=== Text shown ===
--- START ---

Elior rolls out pizza delivery service for universities and B&I sector: Contract caterer Elior UK is rolling out its pizza delivery service. Having trialled Cheatah at the University of Roehampton in London and Her Majesty’s Naval Base Portsmouth, it will be rolled out to further UK universities and business sector sites. The concept delivers a range of pizzas, sides, dips, desserts and drinks direct to campus halls as well as offering a collection service at Her Majesty’s Naval Base Portsmouth. At the University of Roehampton, more than 5,000 pizzas have been sold since Cheetah launched in September, while at Her Majesty’s Naval Base Portsmouth evening sales have doubled since Cheatah’s introduction and sales increased 45% year-on-year in April. Matthew Joblin, Elior offer development, said: “We created Cheatah so our customers could enjoy freshly cooked, high-quality and affordable meals on demand. Working with chefs and nutritionists, we developed a menu focusing on best-seller combinations from the high street.”
Heineken cuts sugar in cider brands and adds calorie and nutritional information to packaging: Heineken is cutting sugar in its cider brands and adding calorie and nutritional information to packaging. The company has created a new recipe for Bulmers Original that features 100% British apples and contains 30% less sugar. The sugar content of Old Mout has also been cut by 30%, Heineken said, with sugar being reduced through “natural techniques without adding artificial sweeteners”. Heineken UK marketing director Cindy Tervoort said: “We know UK consumers are thinking more about what they consume and where it has come from. We have already made changes to our beer and now our entire cider range will give consumers calorie and ingredient information to help them make informed choices. We hope this move will inspire the rest of the cider industry.” Heineken harvests about 30% of apples grown in the UK and has invested £58m in its Herefordshire cider operations in the past two years.

--- END ---

=== Dataset content ===
--- START ---

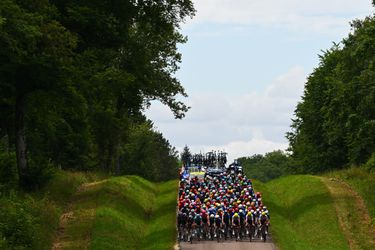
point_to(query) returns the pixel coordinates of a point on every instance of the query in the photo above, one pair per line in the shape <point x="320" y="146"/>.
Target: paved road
<point x="228" y="245"/>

--- END ---

=== Instructions ===
1. Answer these questions from the news text about Elior and Heineken.
(a) At which two sites was the pizza delivery service tried before its wider rollout?
(b) By what percentage was the sugar in Bulmers Original reduced?
(c) How much has Heineken invested in its Herefordshire cider operations, and over what period?
2. In the news text about Elior and Heineken, rewrite the paragraph beginning "Heineken cuts sugar in cider brands" as a bulleted list that keeps its main facts.
3. Resume the news text about Elior and Heineken, picking up right after its final sentence.
The lines have no role in this work.

=== Responses to the tasks ===
1.
(a) The University of Roehampton in London and Her Majesty's Naval Base Portsmouth.
(b) 30%.
(c) £58m over the past two years.

2.
- Heineken is cutting sugar in its cider brands and adding calorie and nutritional information to packaging.
- Bulmers Original has a new recipe with 100% British apples and 30% less sugar.
- Old Mout's sugar content has also been cut by 30%, using natural techniques and no artificial sweeteners.
- Heineken UK marketing director Cindy Tervoort says UK consumers are thinking more about what they consume and where it comes from. After earlier changes to its beer, Heineken will now give calorie and ingredient information across its entire cider range. She hopes the rest of the cider industry will follow.
- Heineken harvests about 30% of UK-grown apples and has invested £58m in its Herefordshire cider operations in the past two years.

3.
Liverpool-based Lucky Penny Consultancy to launch debut bar restaurant:Liverpool-based hospitality consultancy Lucky Penny is set to open its own bar restaurant in the city. Abditory is due to open in Queen Avenue in October. The name is a 17th century word meaning a “place to hide oneself or valuables” and refers to Queen Avenue being a slightly hidden part of the city. The venue will focus on cocktails, German draught lager, wine, toasties and deli boards and feature floor-to-ceiling doors and outdoor seating. The bar will be operated by Lucky Penny managing director Steven Burgess and Josh Moore, who together founded events company Camp and Furnace. Burgess said: “Everything in Abditory will mean something to us – from the names of drinks and the soundtrack to toastie fillings. We couldn’t be more excited about having our own place in the city centre.”